*ABOUT THIS TASK*. Of all the entries below, only the lines from the one with "like [199, 173]." up to and including the one with "Target — painted concrete block" are to be duplicated exactly.

*SUPPLIED RECORDS*.
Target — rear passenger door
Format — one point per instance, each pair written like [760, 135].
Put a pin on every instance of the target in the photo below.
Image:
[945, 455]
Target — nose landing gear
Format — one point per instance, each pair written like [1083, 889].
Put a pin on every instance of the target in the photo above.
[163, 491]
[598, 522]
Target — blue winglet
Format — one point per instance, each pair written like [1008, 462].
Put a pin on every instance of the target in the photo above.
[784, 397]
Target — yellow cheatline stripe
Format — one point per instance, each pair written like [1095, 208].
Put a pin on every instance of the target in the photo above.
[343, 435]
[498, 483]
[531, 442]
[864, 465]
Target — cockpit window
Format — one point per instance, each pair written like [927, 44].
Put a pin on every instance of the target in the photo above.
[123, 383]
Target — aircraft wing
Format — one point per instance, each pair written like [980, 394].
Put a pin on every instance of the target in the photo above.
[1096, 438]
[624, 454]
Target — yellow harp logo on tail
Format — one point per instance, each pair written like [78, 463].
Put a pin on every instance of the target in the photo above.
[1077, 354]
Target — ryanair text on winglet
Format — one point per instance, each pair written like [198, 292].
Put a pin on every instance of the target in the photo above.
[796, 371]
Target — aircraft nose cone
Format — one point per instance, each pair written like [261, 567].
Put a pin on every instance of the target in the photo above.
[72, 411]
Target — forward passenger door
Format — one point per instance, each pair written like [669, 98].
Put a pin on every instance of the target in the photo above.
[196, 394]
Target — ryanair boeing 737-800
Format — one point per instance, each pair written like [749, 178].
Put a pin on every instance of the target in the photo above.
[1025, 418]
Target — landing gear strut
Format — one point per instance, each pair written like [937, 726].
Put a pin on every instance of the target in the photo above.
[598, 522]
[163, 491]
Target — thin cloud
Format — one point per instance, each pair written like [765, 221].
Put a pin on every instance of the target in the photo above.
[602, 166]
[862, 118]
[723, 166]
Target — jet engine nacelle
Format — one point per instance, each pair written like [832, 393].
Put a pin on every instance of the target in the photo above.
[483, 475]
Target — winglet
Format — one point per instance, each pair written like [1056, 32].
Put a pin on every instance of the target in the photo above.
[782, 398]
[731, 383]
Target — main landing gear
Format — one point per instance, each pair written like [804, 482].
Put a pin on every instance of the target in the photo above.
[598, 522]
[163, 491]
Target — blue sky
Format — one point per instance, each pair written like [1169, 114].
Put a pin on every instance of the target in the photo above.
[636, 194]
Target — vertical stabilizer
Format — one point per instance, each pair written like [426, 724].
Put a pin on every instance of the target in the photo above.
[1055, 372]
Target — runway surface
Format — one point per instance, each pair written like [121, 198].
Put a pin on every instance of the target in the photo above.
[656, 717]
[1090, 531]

* * *

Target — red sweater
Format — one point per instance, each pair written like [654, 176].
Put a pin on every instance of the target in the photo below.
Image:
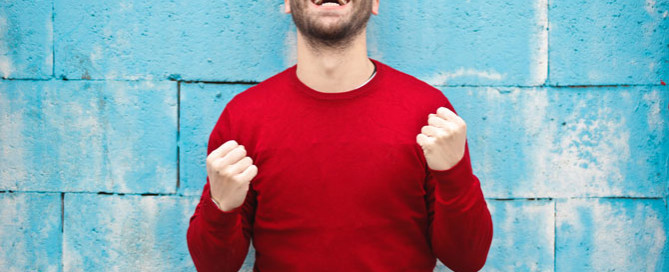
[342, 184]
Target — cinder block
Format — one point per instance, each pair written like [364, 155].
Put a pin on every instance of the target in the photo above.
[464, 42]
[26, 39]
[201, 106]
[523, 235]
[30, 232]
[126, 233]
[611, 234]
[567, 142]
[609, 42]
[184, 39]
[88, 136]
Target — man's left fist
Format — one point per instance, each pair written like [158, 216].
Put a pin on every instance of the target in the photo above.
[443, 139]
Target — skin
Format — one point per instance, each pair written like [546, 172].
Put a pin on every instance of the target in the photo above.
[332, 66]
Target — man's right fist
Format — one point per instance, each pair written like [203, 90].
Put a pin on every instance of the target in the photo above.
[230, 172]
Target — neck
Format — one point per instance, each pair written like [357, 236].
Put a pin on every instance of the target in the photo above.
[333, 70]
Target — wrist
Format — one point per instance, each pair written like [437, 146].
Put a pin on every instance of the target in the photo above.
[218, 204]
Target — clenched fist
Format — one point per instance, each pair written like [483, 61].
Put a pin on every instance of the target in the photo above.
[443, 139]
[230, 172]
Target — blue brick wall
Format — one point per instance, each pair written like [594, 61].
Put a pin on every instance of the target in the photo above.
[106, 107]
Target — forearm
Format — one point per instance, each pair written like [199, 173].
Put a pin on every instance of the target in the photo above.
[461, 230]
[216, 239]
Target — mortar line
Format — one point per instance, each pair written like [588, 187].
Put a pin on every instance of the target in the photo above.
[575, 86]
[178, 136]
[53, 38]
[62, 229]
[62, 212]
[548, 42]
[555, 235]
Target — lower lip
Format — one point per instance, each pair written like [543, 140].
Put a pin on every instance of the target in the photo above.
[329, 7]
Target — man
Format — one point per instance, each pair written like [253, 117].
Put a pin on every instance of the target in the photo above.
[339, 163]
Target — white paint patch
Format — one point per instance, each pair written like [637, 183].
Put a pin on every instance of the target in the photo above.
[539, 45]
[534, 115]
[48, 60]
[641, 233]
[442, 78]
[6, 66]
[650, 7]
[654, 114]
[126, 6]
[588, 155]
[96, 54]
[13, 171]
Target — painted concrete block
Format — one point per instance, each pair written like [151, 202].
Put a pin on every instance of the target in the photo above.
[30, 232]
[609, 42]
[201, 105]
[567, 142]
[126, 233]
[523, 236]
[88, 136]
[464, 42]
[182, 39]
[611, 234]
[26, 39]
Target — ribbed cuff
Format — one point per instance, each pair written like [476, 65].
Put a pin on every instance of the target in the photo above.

*FINISHED EXERCISE*.
Format — one point per instance, each pair written like [199, 173].
Put a pin on every instance of the target in the photo above.
[461, 230]
[216, 239]
Target — mortar line
Format — one point per instance, each pair written like [588, 187].
Put a pin on every instance of the target in the photo above.
[575, 86]
[178, 136]
[53, 38]
[62, 229]
[62, 212]
[548, 42]
[555, 235]
Target — lower lip
Format — one point per instance, each pair written like [543, 140].
Put a pin on every instance of the target in the photo above.
[329, 7]
Target — man
Format — one point per instance, each pair written like [253, 117].
Put a pin on every instance of the target in the photo above.
[339, 163]
Target — white paint patch
Format — one point per instance, each pair written like [637, 183].
Put a pin on every instance of the target in the photo above.
[539, 45]
[534, 115]
[48, 60]
[641, 233]
[442, 78]
[6, 66]
[650, 7]
[654, 114]
[126, 6]
[588, 155]
[96, 54]
[13, 171]
Target — painted concrete block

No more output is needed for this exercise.